(PASSAGE PROVIDED)
Jane Hirshfield on Art’s Longevity, Sappho’s Contested Biography, and More

by
Staff
3.13.15

Every day Poets & Writers Magazine scans the headlines—from publishing reports to academic announcements to literary dispatches—for all the news that creative writers need to know. Here are today's stories:

“Poetry, though, is a door that only continues to open. Even the unchangeable past changes inside a poem.” In an interview with SF Gate, poet Jane Hirshfield discusses art’s permanence, the influence of the natural world, and her two books coming out this month from Knopf: The Beauty: Poems and Ten Windows: How Great Poems Transform the World.

Last night in New York City, the winners of the National Book Critics Circle Awards were announced. Claudia Rankine won the poetry award for Citizen: An American Lyric, Marilynne Robinson won the fiction award for Lila, and Roz Chast won the autobiography award for Can’t We Talk About Something More Pleasant? For more details and a complete list of winners in all six categories, read the G&A Blog.

Speaking of Roz Chast, National Poetry Month begins April 1, and Chast designed this year’s official poster for the Academy of American Poets.

(GIVEN INFORMATION)

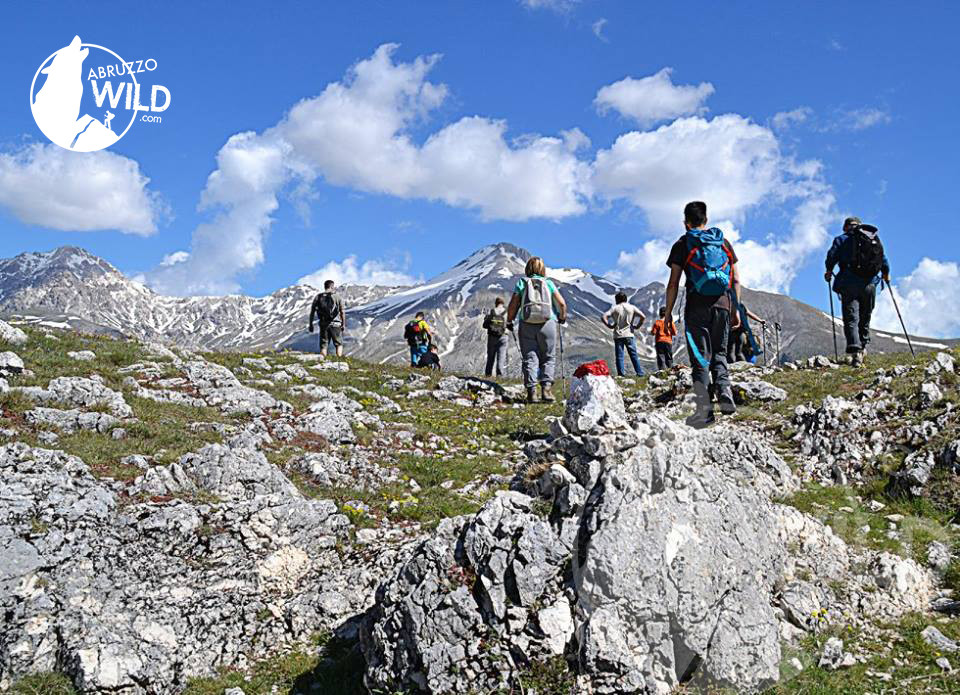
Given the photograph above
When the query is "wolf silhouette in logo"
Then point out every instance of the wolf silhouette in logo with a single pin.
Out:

(EXERCISE TASKS)
a. In the Poets & Writers news roundup, who won the National Book Critics Circle poetry award, and for which book?
b. Write a continuation of the Poets & Writers news roundup, picking up right after its final sentence.

(OUTPUTS BY TASK)
a. Claudia Rankine won it for Citizen: An American Lyric.

b.
“The greatest problem for Sappho studies is that there’s so little Sappho to study. It would be hard to think of another poet whose status is so disproportionate to the size of her surviving body of work.” After three millennia, the poet Sappho continues to fascinate and frustrate writers and scholars alike, especially when it comes to her biography. (New Yorker)

At the New York Review of Books, Tim Parks wonders, “Can a writer’s original inspiration survive success?”

Neel Mukherjee, whose novel The Lives of Others was shortlisted for the 2014 Man Booker Prize, details the importance, vastness, and innovation of the Murty Classical Library of India, a project that is “possibly one of the most complex in the realm of scholarly publication.”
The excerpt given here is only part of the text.